READING TEXT:
--

Kerr says that having her students split between two campuses will cause problems in creating a unified school culture. It will also create a logistic problem for parents who have children on both campuses.
“It’s going to have a big impact. One of our fundamentals is community and that definitely pertains to the student community,” said Kerr. “The kids are going to feel the loss of not being together. We will definitely have to work a lot harder given that our school community is split.”
While Kerr feels that Loyola Village has enough space for CWC students, she feels Kentwood does not but is eager to move forward and make the best of the situation. She says she is working with the two schools’ principals to ensure that the impact is as minimal as possible. Although the school has looked at leasing costly private space for the fall semester, this late in the game Kerr states that it is “unlikely that private space will be found.”
For some parents, the real issue is much bigger than a missed paperwork deadline. Some have accused the school district of making their children political pawns in a game of pitting parents of traditional school students against charter parents in the hopes of weakening support for charter schools.
“It seems to me that they are purposely creating a difficult situation for CWC coming onto the campuses by giving us classes that were formerly utilized when we could have stayed at Stoner,” said CWC parent and Westchester resident Stacie Ottoson. “We did not ask to be placed at either of these schools. We do not want to take any services away from their children. We are doing everything possible to keep the status quo at their campuses.”
LAUSD Board member Steve Zimmer, who oversees the Westchester/Playa area, did not return calls seeking comment.
In the meantime, Kentwood parents have organized a petition asking the school district to “stop the co-location of CWC at Kentwood” and identify other campuses that have the space to house the school. The petition also asks the district to look into providing CWC space at the Kentwood Early Education Center located on the school’s campus, which, although renovated in recent years, has sat empty according to Kentwood PTO President Doug Lee.

--

TASK TO COMPLETE: Continue the article on the CWC charter school's split between the Loyola Village and Kentwood campuses, starting after its last sentence. The items that come after this text have no connection to it.

Saved data entries

--

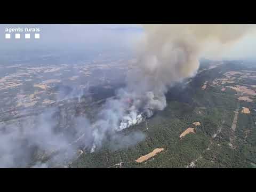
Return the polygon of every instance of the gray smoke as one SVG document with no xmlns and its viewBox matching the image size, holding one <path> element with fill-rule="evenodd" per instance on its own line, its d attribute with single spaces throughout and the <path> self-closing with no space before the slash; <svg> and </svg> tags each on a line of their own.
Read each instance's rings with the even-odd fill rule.
<svg viewBox="0 0 256 192">
<path fill-rule="evenodd" d="M 0 125 L 0 166 L 27 166 L 35 147 L 50 151 L 51 158 L 31 166 L 45 167 L 71 161 L 81 145 L 93 153 L 105 142 L 115 150 L 136 144 L 145 137 L 141 132 L 124 134 L 121 131 L 141 122 L 142 115 L 149 117 L 155 111 L 163 110 L 169 89 L 196 74 L 204 47 L 213 41 L 232 45 L 254 27 L 145 25 L 146 41 L 138 49 L 135 68 L 127 73 L 126 86 L 118 90 L 115 99 L 107 100 L 95 115 L 98 120 L 91 122 L 85 117 L 75 118 L 69 134 L 55 130 L 55 109 L 35 121 L 25 121 L 19 125 L 22 129 Z"/>
</svg>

--

REPLY TO THE EXERCISE:
While parents who have signed the petition are hoping that they can persuade the district to reevaluate its decision, Lee is confident that if CWC does end up co-locating on the Kentwood campus, the two schools will work together to create a harmonious learning environment for students.
“This disruption is not on the charter system. It’s not about Prop 39. It’s really about ‘Is this the best choice out there?’ ‘Is this the only option that you have?’” said Lee. “If you can come back and say with a straight face that it is, that Kentwood is the only place that this school can go to do what it needs to do, then we’ll have to receive them and we will because that’s the strength of our neighborhood and our community. We will do it and we’ll do it to the best of our ability. I’m pretty confident we will make it work because that’s how we roll around here.”
Foreseeing that the issue of schools co-locating is here to stay, the LMU Family of Schools will be holding a workshop later this month to help principals navigate the issue.
“Proposition 39 ensures that school co-locations will be a part of the conversation surrounding public education for years to come,” said LMU’s Family of School’s Darin Earley. “With 6 schools in the LMU Family of Schools sharing campus space, we recognize the importance of supporting our schools and principals as they work to foster healthy collegial relationships between the co-located schools that promote student success and academic achievement.”